OBJECTIVE:
Pull out every line in the items below that includes the word "fence".

(Excerpt from a dataset)

....................

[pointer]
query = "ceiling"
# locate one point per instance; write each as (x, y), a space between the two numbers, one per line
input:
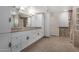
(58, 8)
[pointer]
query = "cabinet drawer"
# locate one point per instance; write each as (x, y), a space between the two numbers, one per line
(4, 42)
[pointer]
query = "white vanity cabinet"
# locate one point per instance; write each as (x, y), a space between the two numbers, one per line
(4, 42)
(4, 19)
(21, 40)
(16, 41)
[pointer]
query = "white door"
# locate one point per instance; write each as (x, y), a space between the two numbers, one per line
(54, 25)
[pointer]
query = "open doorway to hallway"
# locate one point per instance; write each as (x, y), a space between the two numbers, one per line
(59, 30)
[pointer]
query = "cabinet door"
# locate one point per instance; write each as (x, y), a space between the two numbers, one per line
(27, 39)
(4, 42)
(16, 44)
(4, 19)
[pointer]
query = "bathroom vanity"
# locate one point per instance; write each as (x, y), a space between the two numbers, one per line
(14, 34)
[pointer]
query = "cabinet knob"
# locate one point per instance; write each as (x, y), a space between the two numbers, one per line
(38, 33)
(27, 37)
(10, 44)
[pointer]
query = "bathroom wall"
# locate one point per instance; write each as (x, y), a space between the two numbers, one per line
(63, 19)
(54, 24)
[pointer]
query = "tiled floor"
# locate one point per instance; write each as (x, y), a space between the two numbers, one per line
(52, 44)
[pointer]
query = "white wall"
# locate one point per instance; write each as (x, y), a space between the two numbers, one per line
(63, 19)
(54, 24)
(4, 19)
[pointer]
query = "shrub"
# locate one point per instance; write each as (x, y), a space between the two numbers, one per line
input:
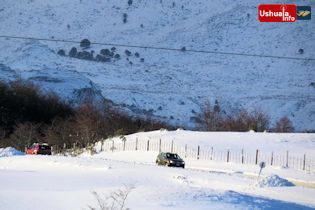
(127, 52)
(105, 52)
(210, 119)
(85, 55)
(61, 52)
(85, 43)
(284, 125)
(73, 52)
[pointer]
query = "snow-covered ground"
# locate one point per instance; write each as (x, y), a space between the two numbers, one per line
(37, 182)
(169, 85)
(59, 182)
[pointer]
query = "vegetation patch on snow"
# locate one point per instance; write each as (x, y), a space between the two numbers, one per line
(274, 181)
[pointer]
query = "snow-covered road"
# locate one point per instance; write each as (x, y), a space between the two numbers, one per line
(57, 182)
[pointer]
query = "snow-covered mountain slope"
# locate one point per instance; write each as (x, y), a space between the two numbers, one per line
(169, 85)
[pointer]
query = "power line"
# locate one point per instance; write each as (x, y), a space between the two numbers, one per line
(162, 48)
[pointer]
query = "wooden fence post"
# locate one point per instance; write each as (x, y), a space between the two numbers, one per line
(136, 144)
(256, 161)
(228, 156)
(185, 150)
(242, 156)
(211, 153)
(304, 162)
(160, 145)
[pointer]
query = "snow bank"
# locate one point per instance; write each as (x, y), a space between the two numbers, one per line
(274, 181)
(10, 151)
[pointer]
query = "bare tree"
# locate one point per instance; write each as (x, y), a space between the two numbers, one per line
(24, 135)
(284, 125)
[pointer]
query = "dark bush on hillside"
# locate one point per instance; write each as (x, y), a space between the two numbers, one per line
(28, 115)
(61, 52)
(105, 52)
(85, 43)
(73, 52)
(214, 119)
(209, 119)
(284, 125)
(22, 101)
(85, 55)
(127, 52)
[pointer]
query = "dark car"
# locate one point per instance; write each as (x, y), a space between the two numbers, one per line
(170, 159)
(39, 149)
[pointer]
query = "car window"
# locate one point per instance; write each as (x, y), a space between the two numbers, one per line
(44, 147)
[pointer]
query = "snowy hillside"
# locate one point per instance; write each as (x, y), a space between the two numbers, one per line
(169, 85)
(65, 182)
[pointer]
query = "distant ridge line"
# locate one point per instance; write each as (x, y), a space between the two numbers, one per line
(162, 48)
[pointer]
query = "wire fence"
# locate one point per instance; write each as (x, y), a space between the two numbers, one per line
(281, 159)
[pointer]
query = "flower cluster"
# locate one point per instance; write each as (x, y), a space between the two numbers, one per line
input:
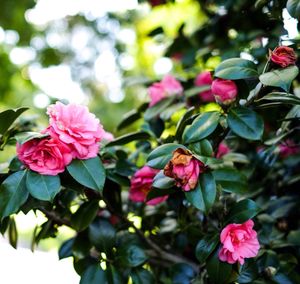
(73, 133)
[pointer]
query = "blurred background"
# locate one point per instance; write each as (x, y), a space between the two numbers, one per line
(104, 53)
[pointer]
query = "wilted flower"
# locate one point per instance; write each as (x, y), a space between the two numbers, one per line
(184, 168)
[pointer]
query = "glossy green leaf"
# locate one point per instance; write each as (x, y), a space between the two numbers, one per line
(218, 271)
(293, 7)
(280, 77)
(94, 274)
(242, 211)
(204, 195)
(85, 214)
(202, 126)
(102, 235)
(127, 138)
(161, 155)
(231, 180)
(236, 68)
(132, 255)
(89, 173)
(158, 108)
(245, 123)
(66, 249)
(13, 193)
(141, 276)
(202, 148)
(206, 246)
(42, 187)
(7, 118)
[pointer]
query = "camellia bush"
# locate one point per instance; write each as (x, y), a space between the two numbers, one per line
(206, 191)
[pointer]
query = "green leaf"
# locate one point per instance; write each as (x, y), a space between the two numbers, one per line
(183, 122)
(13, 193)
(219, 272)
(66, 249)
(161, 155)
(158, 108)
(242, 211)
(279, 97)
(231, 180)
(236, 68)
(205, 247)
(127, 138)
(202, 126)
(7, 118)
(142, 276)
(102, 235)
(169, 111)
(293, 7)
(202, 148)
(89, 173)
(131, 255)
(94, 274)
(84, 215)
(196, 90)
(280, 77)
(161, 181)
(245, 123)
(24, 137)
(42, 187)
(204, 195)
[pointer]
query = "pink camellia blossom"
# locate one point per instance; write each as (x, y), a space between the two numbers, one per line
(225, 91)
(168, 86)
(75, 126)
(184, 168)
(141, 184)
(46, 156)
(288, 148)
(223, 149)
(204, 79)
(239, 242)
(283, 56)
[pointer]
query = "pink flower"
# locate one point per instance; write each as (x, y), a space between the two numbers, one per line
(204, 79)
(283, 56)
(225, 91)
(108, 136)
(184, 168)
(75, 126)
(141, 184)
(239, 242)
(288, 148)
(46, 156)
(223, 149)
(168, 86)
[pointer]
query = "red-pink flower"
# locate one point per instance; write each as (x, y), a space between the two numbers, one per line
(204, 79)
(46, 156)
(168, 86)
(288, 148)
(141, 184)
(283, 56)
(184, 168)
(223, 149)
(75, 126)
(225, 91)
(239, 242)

....................

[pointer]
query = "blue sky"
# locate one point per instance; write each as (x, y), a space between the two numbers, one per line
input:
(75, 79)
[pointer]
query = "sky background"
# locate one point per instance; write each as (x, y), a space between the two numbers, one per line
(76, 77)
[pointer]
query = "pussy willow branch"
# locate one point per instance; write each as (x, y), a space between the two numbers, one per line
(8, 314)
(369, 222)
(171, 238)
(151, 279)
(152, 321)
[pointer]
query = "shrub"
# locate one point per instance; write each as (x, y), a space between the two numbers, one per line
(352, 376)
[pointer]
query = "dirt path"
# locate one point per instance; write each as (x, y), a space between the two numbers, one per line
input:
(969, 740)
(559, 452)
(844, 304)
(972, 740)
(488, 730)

....................

FULL RESPONSE:
query = "wooden fence post"
query = "wire fence"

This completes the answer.